* [What this task involves]: Produce a verbatim transcription of the records below, beginning at the line containing "Target: white road marking" and ending at the final line; include only those lines.

* [Records provided]:

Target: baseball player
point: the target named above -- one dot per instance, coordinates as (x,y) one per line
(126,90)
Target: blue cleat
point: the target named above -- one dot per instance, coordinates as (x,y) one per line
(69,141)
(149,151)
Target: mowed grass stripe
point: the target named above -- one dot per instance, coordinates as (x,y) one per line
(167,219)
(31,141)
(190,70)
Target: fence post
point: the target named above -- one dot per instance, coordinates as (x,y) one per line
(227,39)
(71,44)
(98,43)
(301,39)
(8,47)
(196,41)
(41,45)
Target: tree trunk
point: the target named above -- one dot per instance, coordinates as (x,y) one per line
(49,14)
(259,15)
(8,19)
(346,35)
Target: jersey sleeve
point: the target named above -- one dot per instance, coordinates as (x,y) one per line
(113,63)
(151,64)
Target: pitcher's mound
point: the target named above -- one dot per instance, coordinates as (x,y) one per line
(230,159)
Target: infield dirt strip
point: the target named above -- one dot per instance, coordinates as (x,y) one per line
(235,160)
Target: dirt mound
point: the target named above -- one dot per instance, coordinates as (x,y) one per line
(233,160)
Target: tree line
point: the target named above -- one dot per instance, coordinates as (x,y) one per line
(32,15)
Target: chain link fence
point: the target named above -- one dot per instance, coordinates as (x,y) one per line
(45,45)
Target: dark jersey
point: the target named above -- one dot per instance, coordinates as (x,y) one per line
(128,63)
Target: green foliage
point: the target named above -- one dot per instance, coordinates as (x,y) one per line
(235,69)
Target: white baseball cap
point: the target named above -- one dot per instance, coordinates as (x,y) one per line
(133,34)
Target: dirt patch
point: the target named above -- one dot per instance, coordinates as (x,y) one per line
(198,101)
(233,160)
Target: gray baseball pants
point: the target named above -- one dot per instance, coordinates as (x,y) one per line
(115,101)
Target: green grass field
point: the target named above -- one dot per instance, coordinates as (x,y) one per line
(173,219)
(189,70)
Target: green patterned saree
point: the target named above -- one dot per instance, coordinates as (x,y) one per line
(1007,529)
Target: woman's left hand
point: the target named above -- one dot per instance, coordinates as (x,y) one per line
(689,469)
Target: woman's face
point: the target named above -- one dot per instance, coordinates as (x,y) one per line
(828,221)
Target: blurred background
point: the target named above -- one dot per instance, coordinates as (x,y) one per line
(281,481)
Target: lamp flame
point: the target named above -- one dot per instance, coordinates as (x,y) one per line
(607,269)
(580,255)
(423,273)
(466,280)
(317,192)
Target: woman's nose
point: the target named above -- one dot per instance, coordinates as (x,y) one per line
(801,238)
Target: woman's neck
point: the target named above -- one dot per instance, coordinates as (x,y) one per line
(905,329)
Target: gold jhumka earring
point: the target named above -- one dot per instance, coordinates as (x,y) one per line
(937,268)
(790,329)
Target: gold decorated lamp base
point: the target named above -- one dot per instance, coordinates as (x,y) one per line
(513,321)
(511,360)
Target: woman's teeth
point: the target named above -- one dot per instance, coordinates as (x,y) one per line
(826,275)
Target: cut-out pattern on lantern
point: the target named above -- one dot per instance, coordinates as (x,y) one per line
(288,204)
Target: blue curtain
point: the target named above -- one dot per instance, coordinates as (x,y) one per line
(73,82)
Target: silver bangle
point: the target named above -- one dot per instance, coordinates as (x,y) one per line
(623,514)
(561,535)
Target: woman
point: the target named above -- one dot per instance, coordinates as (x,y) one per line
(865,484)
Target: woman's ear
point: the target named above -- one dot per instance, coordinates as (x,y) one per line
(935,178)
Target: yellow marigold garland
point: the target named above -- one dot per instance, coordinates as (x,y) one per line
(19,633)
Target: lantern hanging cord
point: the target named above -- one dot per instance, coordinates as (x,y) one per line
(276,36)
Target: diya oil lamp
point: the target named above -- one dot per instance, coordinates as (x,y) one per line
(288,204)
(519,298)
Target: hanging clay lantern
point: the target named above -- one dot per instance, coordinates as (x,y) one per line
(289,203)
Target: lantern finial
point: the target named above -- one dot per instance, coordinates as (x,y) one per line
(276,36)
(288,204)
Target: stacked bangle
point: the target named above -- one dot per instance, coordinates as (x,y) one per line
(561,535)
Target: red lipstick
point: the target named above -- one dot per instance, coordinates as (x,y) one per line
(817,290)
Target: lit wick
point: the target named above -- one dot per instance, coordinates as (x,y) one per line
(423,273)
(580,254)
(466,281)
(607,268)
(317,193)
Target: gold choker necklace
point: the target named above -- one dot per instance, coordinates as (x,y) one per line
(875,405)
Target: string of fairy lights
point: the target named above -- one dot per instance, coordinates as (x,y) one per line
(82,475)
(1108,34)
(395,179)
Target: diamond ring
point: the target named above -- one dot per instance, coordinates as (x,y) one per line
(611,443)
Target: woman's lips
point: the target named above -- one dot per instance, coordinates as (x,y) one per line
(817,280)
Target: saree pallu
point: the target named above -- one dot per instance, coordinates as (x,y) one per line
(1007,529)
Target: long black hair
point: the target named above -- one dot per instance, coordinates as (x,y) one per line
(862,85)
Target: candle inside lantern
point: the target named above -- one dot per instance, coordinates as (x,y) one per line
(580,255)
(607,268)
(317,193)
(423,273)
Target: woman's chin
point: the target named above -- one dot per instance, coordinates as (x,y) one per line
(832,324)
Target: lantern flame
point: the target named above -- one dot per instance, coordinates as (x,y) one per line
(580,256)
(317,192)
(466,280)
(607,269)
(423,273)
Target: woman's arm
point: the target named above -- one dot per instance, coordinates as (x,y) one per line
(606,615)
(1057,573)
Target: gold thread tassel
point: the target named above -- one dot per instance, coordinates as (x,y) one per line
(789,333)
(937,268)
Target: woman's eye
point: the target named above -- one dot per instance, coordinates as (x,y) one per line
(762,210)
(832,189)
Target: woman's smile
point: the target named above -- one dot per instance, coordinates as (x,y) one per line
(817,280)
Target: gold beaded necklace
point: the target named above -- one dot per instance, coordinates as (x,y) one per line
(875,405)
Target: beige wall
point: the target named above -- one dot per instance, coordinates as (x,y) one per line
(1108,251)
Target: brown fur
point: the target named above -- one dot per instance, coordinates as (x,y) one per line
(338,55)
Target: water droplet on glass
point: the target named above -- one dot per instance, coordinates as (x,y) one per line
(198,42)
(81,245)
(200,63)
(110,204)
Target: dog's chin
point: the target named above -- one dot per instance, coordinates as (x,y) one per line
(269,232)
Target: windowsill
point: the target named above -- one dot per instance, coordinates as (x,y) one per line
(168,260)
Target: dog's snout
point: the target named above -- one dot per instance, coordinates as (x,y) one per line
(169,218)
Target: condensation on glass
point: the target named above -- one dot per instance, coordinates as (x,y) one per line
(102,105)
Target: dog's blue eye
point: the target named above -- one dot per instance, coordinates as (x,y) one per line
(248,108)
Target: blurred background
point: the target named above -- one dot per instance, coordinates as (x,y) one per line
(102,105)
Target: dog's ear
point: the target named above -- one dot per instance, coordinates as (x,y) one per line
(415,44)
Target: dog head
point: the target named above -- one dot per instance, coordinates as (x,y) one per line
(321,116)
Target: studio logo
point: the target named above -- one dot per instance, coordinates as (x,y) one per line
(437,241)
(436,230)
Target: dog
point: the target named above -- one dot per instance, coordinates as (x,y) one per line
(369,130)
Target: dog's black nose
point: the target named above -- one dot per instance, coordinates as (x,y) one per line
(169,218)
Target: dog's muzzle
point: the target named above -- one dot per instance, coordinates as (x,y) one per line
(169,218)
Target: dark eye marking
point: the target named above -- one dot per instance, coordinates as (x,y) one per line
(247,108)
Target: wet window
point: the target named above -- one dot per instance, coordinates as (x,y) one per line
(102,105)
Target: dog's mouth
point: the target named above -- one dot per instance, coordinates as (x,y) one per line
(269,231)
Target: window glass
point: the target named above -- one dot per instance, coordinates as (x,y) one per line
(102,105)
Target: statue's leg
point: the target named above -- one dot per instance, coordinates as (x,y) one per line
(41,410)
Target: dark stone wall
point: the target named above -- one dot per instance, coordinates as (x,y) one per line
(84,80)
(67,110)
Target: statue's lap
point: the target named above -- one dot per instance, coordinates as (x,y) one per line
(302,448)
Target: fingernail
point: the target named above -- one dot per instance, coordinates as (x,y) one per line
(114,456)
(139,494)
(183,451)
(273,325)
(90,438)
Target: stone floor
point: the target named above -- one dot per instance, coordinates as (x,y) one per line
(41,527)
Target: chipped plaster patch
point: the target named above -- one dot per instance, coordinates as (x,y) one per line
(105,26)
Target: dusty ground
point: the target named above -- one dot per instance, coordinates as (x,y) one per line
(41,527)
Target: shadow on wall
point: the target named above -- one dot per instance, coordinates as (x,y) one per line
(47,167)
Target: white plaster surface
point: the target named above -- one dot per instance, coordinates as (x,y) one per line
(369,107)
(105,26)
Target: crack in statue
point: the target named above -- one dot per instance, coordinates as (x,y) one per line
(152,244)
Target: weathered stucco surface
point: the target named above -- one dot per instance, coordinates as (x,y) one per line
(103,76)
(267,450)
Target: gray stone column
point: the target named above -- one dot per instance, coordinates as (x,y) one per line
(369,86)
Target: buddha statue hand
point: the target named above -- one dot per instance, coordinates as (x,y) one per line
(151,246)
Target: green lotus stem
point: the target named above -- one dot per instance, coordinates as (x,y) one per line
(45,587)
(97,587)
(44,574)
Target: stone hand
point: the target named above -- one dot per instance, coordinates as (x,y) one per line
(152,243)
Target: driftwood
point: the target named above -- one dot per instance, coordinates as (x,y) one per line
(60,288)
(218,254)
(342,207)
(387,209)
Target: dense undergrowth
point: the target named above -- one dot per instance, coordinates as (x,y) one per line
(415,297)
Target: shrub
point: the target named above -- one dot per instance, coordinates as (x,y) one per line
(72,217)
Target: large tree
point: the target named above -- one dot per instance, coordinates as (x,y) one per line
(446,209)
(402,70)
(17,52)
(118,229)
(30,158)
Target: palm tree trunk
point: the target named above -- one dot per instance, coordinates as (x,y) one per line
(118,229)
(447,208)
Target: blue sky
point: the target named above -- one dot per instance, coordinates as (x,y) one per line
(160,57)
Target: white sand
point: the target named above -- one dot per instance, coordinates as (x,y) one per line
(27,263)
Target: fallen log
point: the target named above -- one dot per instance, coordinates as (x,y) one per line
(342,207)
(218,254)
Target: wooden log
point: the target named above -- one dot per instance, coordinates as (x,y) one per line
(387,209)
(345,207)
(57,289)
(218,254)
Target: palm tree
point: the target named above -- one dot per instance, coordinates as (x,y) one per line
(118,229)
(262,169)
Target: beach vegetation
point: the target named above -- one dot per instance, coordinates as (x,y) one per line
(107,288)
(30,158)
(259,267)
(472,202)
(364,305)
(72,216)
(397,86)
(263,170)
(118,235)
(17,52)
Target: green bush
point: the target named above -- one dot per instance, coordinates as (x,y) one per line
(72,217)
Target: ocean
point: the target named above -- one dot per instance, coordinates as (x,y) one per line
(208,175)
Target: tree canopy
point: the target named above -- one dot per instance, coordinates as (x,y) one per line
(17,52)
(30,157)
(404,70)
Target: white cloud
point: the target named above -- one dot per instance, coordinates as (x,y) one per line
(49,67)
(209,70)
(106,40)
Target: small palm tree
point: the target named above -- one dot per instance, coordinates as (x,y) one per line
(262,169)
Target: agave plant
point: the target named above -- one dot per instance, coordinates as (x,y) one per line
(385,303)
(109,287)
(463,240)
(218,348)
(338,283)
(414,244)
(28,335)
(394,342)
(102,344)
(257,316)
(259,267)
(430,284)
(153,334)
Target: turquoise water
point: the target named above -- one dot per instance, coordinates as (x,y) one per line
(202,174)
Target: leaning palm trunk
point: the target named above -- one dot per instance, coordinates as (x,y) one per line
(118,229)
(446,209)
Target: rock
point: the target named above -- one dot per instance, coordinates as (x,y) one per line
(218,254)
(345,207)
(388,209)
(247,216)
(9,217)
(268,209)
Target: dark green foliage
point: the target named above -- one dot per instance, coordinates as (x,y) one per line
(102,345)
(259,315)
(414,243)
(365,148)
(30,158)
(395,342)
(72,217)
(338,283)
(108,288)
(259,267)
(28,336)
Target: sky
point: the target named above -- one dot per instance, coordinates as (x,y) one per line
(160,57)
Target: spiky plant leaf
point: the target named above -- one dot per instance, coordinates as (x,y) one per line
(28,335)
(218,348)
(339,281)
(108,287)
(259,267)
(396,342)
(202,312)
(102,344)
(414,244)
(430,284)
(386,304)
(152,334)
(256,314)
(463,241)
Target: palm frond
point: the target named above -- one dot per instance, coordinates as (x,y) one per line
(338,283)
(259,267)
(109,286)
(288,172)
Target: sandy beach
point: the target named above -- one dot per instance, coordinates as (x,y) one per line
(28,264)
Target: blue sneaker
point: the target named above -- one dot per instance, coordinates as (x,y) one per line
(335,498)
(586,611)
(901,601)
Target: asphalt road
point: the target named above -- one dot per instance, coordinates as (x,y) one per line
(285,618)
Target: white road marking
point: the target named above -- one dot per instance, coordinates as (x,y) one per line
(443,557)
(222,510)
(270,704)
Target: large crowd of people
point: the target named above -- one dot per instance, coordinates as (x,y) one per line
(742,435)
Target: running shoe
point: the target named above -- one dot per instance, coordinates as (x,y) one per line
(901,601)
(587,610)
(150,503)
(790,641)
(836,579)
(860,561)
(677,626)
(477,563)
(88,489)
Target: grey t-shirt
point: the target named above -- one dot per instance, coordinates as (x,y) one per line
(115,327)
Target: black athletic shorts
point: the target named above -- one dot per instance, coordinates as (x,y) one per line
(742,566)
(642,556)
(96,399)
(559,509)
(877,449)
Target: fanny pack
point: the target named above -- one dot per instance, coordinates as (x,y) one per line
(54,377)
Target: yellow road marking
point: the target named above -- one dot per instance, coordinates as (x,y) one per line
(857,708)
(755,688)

* [Output of the exercise]:
Target: white road marking
point: the target named above -- one dot per instance, coordinates as (x,y) one per line
(443,557)
(222,510)
(270,704)
Target: large crowd of people
point: the target named above -- one dot per instance, coordinates as (x,y) one per line
(742,435)
Target: running shoe
point: the target named above -- one dot per instance, coordinates as (x,y) one per line
(901,601)
(587,610)
(150,503)
(790,641)
(836,579)
(860,561)
(677,626)
(477,563)
(88,489)
Target: grey t-shirt
point: the target named above -- one dot per instance, coordinates as (x,y) one per line
(115,327)
Target: black athletic shorts
point: the target named above -- one dot per instance, coordinates as (x,y) one per line
(742,566)
(642,556)
(96,399)
(559,509)
(877,449)
Target: fanny pack
point: the target named above -- one dot per instance, coordinates as (x,y) one per line
(54,377)
Target: yellow road marking
point: the target named above -- one dot per instance, coordinates as (x,y) one per line
(857,708)
(755,688)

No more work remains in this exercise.